Requirement => Return each line of the data below that contains the string "flag".

━━━ Data for the task ━━━

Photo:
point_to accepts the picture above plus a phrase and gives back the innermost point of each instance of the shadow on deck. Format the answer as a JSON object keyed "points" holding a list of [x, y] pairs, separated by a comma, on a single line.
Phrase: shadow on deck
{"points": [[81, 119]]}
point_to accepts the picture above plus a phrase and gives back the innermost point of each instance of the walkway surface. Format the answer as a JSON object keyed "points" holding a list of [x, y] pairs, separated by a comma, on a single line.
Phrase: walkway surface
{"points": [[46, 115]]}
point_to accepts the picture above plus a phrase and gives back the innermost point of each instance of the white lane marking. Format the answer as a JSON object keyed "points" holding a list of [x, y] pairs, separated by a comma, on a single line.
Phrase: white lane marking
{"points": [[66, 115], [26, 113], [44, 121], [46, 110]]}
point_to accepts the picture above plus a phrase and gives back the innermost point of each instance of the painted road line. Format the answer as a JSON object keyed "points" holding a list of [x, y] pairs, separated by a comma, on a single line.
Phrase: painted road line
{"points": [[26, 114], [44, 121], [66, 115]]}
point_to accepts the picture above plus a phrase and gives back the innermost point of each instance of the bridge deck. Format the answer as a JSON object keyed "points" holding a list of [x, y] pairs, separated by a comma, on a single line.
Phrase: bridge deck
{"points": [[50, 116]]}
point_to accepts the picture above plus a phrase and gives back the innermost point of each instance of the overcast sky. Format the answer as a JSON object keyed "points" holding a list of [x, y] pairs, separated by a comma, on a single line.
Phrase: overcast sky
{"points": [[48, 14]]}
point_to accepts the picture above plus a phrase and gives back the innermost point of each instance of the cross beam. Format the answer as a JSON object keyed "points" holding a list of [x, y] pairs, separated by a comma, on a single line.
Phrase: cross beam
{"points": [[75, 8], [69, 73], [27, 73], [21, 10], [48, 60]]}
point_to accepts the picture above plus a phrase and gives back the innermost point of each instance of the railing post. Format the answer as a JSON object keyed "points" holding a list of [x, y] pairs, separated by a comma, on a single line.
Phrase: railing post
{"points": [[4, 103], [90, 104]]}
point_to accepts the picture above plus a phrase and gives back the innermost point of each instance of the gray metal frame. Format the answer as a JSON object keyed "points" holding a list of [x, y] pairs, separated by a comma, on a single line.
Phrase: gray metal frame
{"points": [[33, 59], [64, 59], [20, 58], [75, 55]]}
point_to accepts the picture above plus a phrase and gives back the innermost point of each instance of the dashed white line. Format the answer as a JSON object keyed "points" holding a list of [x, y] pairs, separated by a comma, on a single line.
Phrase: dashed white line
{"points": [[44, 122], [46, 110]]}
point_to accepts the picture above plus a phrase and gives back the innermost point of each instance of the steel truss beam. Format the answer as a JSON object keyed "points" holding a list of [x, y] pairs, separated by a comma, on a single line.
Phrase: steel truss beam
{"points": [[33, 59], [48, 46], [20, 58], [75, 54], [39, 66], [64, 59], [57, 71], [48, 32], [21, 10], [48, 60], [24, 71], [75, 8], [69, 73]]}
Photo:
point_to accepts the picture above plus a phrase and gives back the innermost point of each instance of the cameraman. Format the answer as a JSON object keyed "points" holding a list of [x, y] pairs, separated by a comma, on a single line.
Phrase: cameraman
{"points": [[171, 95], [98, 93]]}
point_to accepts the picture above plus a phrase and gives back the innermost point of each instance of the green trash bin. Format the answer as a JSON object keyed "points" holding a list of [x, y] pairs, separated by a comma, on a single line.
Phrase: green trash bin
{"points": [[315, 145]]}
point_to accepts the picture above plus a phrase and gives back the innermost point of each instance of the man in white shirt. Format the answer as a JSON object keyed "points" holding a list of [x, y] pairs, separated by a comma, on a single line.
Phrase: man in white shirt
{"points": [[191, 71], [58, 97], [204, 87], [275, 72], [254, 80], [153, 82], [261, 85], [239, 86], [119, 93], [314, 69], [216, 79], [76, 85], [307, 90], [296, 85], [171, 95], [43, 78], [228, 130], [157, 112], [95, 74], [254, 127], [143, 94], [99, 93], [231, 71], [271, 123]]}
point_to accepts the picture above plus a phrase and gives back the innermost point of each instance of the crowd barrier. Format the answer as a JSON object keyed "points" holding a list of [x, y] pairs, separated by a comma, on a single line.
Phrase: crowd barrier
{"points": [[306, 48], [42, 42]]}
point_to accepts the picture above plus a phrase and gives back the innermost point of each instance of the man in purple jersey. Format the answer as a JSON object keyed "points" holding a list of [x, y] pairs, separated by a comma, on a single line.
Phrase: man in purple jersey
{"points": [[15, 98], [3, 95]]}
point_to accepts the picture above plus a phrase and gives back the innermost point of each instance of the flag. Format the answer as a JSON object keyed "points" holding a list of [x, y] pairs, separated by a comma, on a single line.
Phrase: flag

━━━

Output below =>
point_to accepts the picture above plus a phrase and gives back the innermost point of each instance of the flag. Format the answer as a JSON object keyed "points" holding a list of [x, y] pairs, separated by a comma, on a single line.
Phrase: flag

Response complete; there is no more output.